* _INSTRUCTIONS TO FOLLOW_
Write each line out a second time, exactly as shown below.
*** Opening of EXCERPTED RECORDS ***
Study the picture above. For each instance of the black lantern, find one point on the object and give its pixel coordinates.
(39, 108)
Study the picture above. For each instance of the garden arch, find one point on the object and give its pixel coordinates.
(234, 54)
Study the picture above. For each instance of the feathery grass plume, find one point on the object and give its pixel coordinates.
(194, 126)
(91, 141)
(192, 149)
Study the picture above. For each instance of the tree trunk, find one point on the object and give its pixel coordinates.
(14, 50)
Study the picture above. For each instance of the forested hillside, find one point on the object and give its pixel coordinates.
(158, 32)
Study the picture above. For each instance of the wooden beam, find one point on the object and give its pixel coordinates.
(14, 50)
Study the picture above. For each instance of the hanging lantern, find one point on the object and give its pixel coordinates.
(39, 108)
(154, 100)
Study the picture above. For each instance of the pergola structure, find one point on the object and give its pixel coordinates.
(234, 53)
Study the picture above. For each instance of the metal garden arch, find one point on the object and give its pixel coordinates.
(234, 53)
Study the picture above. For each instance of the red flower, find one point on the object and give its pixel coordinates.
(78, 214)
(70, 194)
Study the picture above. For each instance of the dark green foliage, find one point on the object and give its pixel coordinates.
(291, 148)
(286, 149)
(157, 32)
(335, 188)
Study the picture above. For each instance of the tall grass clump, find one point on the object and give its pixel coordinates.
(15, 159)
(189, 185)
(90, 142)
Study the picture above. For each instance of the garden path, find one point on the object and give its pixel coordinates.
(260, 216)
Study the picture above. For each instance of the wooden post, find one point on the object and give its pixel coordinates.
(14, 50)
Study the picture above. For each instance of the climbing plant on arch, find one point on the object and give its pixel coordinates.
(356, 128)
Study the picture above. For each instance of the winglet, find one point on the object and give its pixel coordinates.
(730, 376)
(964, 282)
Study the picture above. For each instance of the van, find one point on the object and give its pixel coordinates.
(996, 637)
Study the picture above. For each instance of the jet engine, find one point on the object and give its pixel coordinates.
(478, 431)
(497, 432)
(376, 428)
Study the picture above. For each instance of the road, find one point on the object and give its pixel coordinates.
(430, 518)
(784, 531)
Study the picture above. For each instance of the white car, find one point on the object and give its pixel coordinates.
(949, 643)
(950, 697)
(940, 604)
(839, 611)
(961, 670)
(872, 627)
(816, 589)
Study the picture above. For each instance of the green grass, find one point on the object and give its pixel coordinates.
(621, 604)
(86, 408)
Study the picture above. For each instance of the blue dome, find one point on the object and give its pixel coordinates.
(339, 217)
*** Close of EXCERPTED RECORDS ***
* _OUTPUT OF THE TASK_
Study the picture above. For each instance of the black lantern, find one point on the object and give its pixel coordinates.
(39, 108)
Study the picture above. For each instance of the garden arch, find one point on the object and give its pixel coordinates.
(234, 54)
Study the picture above. For each instance of the feathery grass plume, find one point on the object and give its pixel coordinates.
(194, 126)
(91, 141)
(192, 149)
Study the picture above. For each instance of the tree trunk, find one point on the object and give its pixel coordinates.
(14, 50)
Study the picture above. For each instance of the forested hillside, find one point on the object and give its pixel coordinates.
(158, 32)
Study the picture above. For each instance of the wooden beam, find one point on the object and give its pixel coordinates.
(14, 50)
Study the picture above. For each instance of the hanging lantern, find one point on the object and give its pixel coordinates.
(39, 108)
(154, 100)
Study the picture above. For each instance of the pergola structure, find one point on the object and give its pixel coordinates.
(234, 53)
Study the picture above. For each instance of the metal garden arch, find one point on the object and give its pixel coordinates.
(234, 53)
Study the picture above. For each instance of the red flower, find one point on the object and give its pixel coordinates.
(78, 214)
(70, 194)
Study the picture above. For each instance of the dark green foliage, find one point on the object and give its pixel coordinates.
(291, 148)
(286, 149)
(157, 32)
(335, 188)
Study the picture above. For each instance of the tall grass clump, find one point on the object and give its pixel coordinates.
(15, 159)
(189, 185)
(90, 142)
Study the picture above. For each instance of the garden path, find one point on the object and give its pixel coordinates.
(260, 216)
Study the picture above. For each instance of the wooden post, find one point on the object and give its pixel coordinates.
(14, 50)
Study the picture above. For each instance of the climbing plant on arch, find one point on the object and give its pixel coordinates.
(356, 128)
Study the picture above. For each instance of the winglet, find one point on the object and give its pixel coordinates.
(730, 376)
(964, 282)
Study the picture above. For each instance of the van, find one point on the object and give its pixel coordinates.
(996, 637)
Study the picture above. For each instance of the jet engine, find one point on the object and give its pixel coordinates.
(478, 431)
(497, 432)
(376, 428)
Study the picture above. For each instance of the road, find one point on the object and give its pixel coordinates.
(430, 518)
(784, 531)
Study the picture above. For each instance of the white car, find one point on the object and give its pixel coordinates.
(949, 643)
(950, 697)
(940, 604)
(839, 611)
(961, 670)
(872, 627)
(816, 589)
Study the picture above. For each instance of the green grass, find one point on the object and give its pixel coordinates.
(621, 604)
(86, 408)
Study the picture above. For each instance of the blue dome, find one point on the object and give its pixel coordinates.
(339, 217)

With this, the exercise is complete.